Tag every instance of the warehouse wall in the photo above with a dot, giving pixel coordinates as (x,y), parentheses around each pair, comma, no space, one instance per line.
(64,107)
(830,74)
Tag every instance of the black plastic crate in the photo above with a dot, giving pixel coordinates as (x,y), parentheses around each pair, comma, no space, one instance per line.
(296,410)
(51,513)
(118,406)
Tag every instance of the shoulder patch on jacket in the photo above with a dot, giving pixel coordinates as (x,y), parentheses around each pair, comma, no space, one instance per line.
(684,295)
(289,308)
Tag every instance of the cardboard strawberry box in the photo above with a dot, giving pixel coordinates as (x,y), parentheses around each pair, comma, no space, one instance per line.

* * *

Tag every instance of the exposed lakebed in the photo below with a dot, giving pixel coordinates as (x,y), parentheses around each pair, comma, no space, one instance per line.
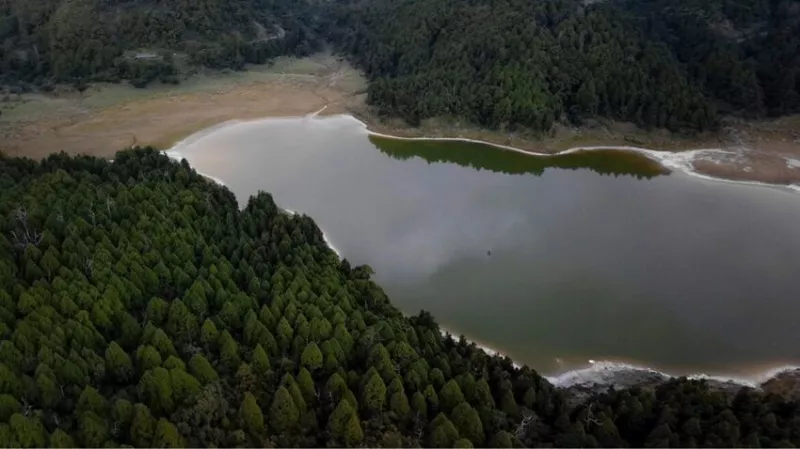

* [TRY IT] In the entries above, find the line holding "Tag every instance of the black" and the line holding "Tag every instance of the cardboard"; print both of them and every line between, exactly, and nothing else.

* [EXERCISE RESPONSE]
Tag every instance of the black plastic crate in the photo above with a dot, giving pixel coordinates as (x,y), parentheses around each pair, comma, no space, one instance per line.
(296,410)
(51,513)
(118,406)
Tag every instance of the shoulder patch on jacket in the photo above with a dot, giving pixel coordinates as (x,y), parentheses around each pair, comma, no space, one instance per line.
(684,295)
(289,308)
Tag every instance of the cardboard strawberry box in the photo above with a dot, giving pixel coordinates as (x,y), parentheses around each pair, comma, no space, one instance per line.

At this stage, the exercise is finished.